INSTRUCTIONS TO FOLLOW:
Print every one of the entries below verbatim, leaving each line unaltered.

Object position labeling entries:
"""

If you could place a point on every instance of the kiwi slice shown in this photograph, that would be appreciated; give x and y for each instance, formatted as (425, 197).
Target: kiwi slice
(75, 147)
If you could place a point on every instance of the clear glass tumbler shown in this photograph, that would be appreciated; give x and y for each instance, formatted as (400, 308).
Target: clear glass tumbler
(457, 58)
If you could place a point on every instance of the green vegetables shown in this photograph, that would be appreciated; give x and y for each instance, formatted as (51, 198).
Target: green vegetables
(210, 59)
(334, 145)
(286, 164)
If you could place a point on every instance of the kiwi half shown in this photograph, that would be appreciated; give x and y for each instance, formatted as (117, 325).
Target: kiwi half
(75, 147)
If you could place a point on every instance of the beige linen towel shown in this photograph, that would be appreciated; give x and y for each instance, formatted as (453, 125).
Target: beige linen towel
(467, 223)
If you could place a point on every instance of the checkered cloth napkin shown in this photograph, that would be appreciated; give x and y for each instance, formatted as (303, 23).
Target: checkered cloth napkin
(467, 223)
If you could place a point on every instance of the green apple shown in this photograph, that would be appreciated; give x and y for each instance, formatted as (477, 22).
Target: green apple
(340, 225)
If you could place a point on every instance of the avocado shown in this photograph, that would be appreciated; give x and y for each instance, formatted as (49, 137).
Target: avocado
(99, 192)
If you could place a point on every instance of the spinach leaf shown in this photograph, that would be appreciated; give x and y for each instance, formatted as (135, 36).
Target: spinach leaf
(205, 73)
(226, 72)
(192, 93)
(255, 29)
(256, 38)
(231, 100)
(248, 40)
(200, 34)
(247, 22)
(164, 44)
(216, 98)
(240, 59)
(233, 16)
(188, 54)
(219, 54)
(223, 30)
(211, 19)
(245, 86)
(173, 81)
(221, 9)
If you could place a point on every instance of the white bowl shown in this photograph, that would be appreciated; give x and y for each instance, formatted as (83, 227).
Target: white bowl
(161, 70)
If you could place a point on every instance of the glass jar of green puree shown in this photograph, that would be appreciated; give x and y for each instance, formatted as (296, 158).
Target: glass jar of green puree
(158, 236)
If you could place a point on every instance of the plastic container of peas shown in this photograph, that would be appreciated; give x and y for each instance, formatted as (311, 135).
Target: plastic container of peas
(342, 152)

"""

FINAL RESULT:
If you could place a point on every instance of the kiwi slice shown in this photograph, that would be appreciated; give x and y for each instance, formatted as (425, 197).
Target: kiwi slice
(75, 147)
If you could place a point on every instance of the clear glass tumbler shown in this photograph, that would be appreciated; give x and y for each instance, formatted as (400, 308).
Target: clear glass tumbler
(457, 58)
If you could place a point on every instance of the green vegetables shown in this photograph, that would be appreciated; give x and y for each instance, formatted as (51, 198).
Target: green vegetables
(210, 59)
(334, 145)
(286, 164)
If you could place a point on every instance of the kiwi half shown in this photograph, that would be appreciated; give x and y for each instance, formatted as (117, 325).
Target: kiwi half
(75, 147)
If you could place a point on every instance of the beige linen towel shown in this photograph, that would be appreciated; give x and y for each instance, formatted as (453, 125).
Target: beige linen towel
(467, 223)
If you could place a point on every instance of the checkered cloth napkin shown in this photograph, that would be appreciated; give x and y for each instance, formatted as (303, 23).
Target: checkered cloth napkin
(467, 223)
If you could place a point on every instance of the green apple shown in this photograph, that would be appreciated; give x and y for each instance, formatted as (477, 22).
Target: green apple
(340, 225)
If you could place a point on every instance of the avocado shown in this photograph, that would be appreciated; give x and y for each instance, formatted as (49, 137).
Target: avocado
(99, 192)
If you could place a point on every instance of the spinach leaf shown in this photograph, that would be appreciated; give x and y for each instance, formatted as (135, 36).
Target: spinach leaf
(205, 73)
(226, 72)
(192, 93)
(255, 29)
(256, 38)
(231, 100)
(248, 40)
(200, 34)
(247, 22)
(164, 44)
(216, 98)
(240, 59)
(233, 16)
(188, 54)
(219, 54)
(223, 30)
(211, 19)
(245, 86)
(173, 81)
(221, 9)
If you could place a point on every instance of the white bowl shown in this photograph, that would be appreciated; give x and y for each instance, formatted as (83, 227).
Target: white bowl
(161, 70)
If you could place a point on every instance of the glass jar of green puree shown in this photograph, that would be appreciated; give x and y for each instance, formatted as (296, 158).
Target: glass jar of green puree
(158, 236)
If you could place a point on every instance of the plastic container of peas shown in this photograph, that would be appreciated; give x and y for each instance, formatted as (311, 135).
Target: plastic container of peas
(342, 152)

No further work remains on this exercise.